**Work to complete**
Extract all of the entries and give them again, word for word.

**Listed records**
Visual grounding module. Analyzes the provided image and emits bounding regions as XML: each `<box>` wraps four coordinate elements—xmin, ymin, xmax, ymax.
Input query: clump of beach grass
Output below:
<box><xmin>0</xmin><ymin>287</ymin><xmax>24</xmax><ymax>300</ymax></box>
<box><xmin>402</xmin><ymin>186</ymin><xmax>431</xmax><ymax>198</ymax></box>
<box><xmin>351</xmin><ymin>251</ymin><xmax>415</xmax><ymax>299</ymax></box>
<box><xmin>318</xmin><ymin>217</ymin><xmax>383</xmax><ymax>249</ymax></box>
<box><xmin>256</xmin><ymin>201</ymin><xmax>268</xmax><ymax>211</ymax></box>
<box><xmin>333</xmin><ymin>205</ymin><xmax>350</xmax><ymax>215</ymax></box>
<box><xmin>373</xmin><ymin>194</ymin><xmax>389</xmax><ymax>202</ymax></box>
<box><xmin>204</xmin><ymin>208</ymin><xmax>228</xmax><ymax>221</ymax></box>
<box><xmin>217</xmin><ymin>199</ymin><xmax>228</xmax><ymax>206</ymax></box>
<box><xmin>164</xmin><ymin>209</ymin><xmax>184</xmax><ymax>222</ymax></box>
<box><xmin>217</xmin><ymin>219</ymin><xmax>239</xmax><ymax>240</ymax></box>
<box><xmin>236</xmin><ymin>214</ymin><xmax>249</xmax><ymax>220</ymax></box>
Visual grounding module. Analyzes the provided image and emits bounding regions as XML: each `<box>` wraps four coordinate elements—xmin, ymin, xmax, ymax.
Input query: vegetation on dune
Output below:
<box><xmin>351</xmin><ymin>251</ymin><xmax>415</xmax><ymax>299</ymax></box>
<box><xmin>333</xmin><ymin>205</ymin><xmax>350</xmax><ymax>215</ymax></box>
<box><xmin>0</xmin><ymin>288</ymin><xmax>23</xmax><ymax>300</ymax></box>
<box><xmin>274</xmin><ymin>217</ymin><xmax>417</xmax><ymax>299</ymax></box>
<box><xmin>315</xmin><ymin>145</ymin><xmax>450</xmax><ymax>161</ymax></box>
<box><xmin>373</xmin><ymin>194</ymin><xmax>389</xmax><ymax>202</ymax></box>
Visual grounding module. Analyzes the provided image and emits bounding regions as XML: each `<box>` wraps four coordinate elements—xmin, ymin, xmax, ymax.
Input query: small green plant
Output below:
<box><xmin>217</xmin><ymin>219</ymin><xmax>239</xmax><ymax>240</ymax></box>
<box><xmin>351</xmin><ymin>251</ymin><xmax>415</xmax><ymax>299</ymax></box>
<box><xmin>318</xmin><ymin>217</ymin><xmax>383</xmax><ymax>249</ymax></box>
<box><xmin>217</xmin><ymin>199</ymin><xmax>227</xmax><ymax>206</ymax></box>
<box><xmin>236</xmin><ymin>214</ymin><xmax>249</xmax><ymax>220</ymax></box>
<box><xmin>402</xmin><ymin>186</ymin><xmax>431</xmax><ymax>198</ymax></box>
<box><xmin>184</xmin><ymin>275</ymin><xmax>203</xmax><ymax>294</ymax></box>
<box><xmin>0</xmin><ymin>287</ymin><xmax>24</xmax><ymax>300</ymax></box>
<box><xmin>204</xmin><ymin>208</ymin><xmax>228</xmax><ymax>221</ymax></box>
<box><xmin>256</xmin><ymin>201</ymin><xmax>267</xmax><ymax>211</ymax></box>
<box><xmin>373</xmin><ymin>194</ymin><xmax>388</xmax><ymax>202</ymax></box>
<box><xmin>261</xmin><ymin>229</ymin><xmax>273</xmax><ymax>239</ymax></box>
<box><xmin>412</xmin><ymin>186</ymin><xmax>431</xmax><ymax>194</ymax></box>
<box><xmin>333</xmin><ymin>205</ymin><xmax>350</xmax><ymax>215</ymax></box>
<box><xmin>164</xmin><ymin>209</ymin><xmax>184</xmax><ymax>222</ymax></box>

**Answer for the task**
Visual grounding module. Analyzes the provided image and emits bounding regions as XML: each `<box>` wraps four coordinate elements—xmin, ymin, xmax, ymax.
Input query: clump of beach grass
Output below:
<box><xmin>0</xmin><ymin>287</ymin><xmax>24</xmax><ymax>300</ymax></box>
<box><xmin>402</xmin><ymin>186</ymin><xmax>431</xmax><ymax>198</ymax></box>
<box><xmin>351</xmin><ymin>251</ymin><xmax>415</xmax><ymax>299</ymax></box>
<box><xmin>318</xmin><ymin>217</ymin><xmax>383</xmax><ymax>249</ymax></box>
<box><xmin>256</xmin><ymin>201</ymin><xmax>268</xmax><ymax>211</ymax></box>
<box><xmin>333</xmin><ymin>205</ymin><xmax>350</xmax><ymax>215</ymax></box>
<box><xmin>373</xmin><ymin>194</ymin><xmax>389</xmax><ymax>202</ymax></box>
<box><xmin>204</xmin><ymin>208</ymin><xmax>228</xmax><ymax>221</ymax></box>
<box><xmin>217</xmin><ymin>199</ymin><xmax>228</xmax><ymax>206</ymax></box>
<box><xmin>164</xmin><ymin>209</ymin><xmax>184</xmax><ymax>222</ymax></box>
<box><xmin>217</xmin><ymin>219</ymin><xmax>239</xmax><ymax>240</ymax></box>
<box><xmin>236</xmin><ymin>214</ymin><xmax>249</xmax><ymax>220</ymax></box>
Visual grounding module. Analyzes the provided image and emits bounding regions as XML: each `<box>` wraps four coordinate elements—xmin, ymin, xmax, ymax.
Input query: vegetation on dune
Output below:
<box><xmin>351</xmin><ymin>251</ymin><xmax>415</xmax><ymax>299</ymax></box>
<box><xmin>333</xmin><ymin>205</ymin><xmax>350</xmax><ymax>215</ymax></box>
<box><xmin>0</xmin><ymin>288</ymin><xmax>23</xmax><ymax>300</ymax></box>
<box><xmin>274</xmin><ymin>217</ymin><xmax>417</xmax><ymax>299</ymax></box>
<box><xmin>315</xmin><ymin>145</ymin><xmax>450</xmax><ymax>161</ymax></box>
<box><xmin>373</xmin><ymin>194</ymin><xmax>389</xmax><ymax>202</ymax></box>
Visual grounding module. Analyzes the provided image and emits bounding regions as XML: each `<box>` wraps four coordinate elements—xmin, ymin, xmax, ymax.
Input query: small green plant
Output below:
<box><xmin>217</xmin><ymin>219</ymin><xmax>239</xmax><ymax>240</ymax></box>
<box><xmin>351</xmin><ymin>251</ymin><xmax>415</xmax><ymax>299</ymax></box>
<box><xmin>318</xmin><ymin>217</ymin><xmax>383</xmax><ymax>249</ymax></box>
<box><xmin>217</xmin><ymin>199</ymin><xmax>227</xmax><ymax>206</ymax></box>
<box><xmin>236</xmin><ymin>214</ymin><xmax>249</xmax><ymax>220</ymax></box>
<box><xmin>402</xmin><ymin>186</ymin><xmax>431</xmax><ymax>198</ymax></box>
<box><xmin>184</xmin><ymin>275</ymin><xmax>203</xmax><ymax>294</ymax></box>
<box><xmin>0</xmin><ymin>287</ymin><xmax>24</xmax><ymax>300</ymax></box>
<box><xmin>204</xmin><ymin>208</ymin><xmax>228</xmax><ymax>221</ymax></box>
<box><xmin>256</xmin><ymin>201</ymin><xmax>267</xmax><ymax>211</ymax></box>
<box><xmin>373</xmin><ymin>194</ymin><xmax>388</xmax><ymax>202</ymax></box>
<box><xmin>261</xmin><ymin>229</ymin><xmax>273</xmax><ymax>239</ymax></box>
<box><xmin>412</xmin><ymin>186</ymin><xmax>431</xmax><ymax>194</ymax></box>
<box><xmin>333</xmin><ymin>205</ymin><xmax>350</xmax><ymax>215</ymax></box>
<box><xmin>164</xmin><ymin>209</ymin><xmax>184</xmax><ymax>222</ymax></box>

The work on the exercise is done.